PROBLEM TO SOLVE: In the piece on Oscar hosts, copy word for word everything from "Allegedly they also" down to "and Alec Baldwin.".

═══ SELECTED EXTRACT

Hosts with the Most
When the Oscars air on Sunday, most of the hubbub will surround the various fashion faux pas committed by celebrities urged to wear the nightmarish fantasies of batshit insane designers that foist bizarre, and insanely uncomfortable-looking twisted reams of gaudy fabric upon hapless celebrities hoping to be on the cutting edge of haute couture. For celebrity bloggers (a small notch below incurable lepers on the social scale), this is their Super Bowl and they’ll have a field day with haranguing these unforgivable trespasses against humanity. The world will weep for this incredible waste of time and energy.
Allegedly they also give out awards at this event, but we all know none of that matters (CJS’s week of coverage notwithstanding), considering after we skewer the event’s fashion choices, we’ve got a host to discombobulate as well. And this year we’ve got the unusual pairing of Steve Martin and Alec Baldwin.

══════
═══ EXTRACTED RECORDS

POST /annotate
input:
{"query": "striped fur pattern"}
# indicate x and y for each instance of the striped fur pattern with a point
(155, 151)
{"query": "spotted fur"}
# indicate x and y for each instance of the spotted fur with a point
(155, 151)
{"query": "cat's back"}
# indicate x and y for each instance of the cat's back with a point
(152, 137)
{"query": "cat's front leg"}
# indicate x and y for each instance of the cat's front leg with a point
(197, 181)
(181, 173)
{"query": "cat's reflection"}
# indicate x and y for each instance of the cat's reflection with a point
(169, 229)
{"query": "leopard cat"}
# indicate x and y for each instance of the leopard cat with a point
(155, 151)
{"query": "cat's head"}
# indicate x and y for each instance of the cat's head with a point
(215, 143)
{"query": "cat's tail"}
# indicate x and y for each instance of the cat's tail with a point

══════
═══ EXTRACTED RECORDS

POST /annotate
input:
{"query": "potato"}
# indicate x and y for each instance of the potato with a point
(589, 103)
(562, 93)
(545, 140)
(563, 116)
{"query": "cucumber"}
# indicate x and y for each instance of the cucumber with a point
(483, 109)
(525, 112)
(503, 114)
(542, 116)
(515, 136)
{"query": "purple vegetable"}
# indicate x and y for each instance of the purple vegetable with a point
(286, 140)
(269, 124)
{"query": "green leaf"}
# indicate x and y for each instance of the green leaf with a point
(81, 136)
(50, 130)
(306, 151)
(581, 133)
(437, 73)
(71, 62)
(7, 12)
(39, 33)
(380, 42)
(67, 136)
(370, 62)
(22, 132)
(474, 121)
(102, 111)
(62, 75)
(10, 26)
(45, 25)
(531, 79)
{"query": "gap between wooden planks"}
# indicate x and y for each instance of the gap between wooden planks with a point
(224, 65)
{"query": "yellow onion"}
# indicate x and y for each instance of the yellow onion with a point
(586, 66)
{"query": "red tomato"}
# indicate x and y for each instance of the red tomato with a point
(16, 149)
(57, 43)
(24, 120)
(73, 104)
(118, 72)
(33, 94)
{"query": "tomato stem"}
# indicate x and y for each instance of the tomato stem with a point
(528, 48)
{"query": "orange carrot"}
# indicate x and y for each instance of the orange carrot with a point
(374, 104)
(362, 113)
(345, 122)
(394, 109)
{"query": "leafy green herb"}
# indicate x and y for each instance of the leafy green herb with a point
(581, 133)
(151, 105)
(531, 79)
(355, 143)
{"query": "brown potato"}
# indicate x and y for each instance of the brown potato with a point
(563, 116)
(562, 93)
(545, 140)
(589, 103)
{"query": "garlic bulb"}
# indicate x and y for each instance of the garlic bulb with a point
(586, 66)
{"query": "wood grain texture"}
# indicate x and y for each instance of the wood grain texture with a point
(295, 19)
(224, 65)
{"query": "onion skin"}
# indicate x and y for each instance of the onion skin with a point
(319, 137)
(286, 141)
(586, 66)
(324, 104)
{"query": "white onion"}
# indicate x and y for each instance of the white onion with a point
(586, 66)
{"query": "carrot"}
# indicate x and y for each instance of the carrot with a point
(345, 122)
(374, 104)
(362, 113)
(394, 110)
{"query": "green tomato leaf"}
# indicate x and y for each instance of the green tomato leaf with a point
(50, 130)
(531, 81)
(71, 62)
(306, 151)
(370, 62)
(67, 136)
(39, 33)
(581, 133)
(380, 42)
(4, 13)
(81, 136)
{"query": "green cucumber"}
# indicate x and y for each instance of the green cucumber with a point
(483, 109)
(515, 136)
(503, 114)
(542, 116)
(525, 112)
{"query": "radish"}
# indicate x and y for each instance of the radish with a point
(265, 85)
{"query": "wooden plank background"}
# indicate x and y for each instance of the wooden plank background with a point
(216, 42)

══════

THE RESPONSE:
Allegedly they also give out awards at this event, but we all know none of that matters (CJS’s week of coverage notwithstanding), considering after we skewer the event’s fashion choices, we’ve got a host to discombobulate as well. And this year we’ve got the unusual pairing of Steve Martin and Alec Baldwin.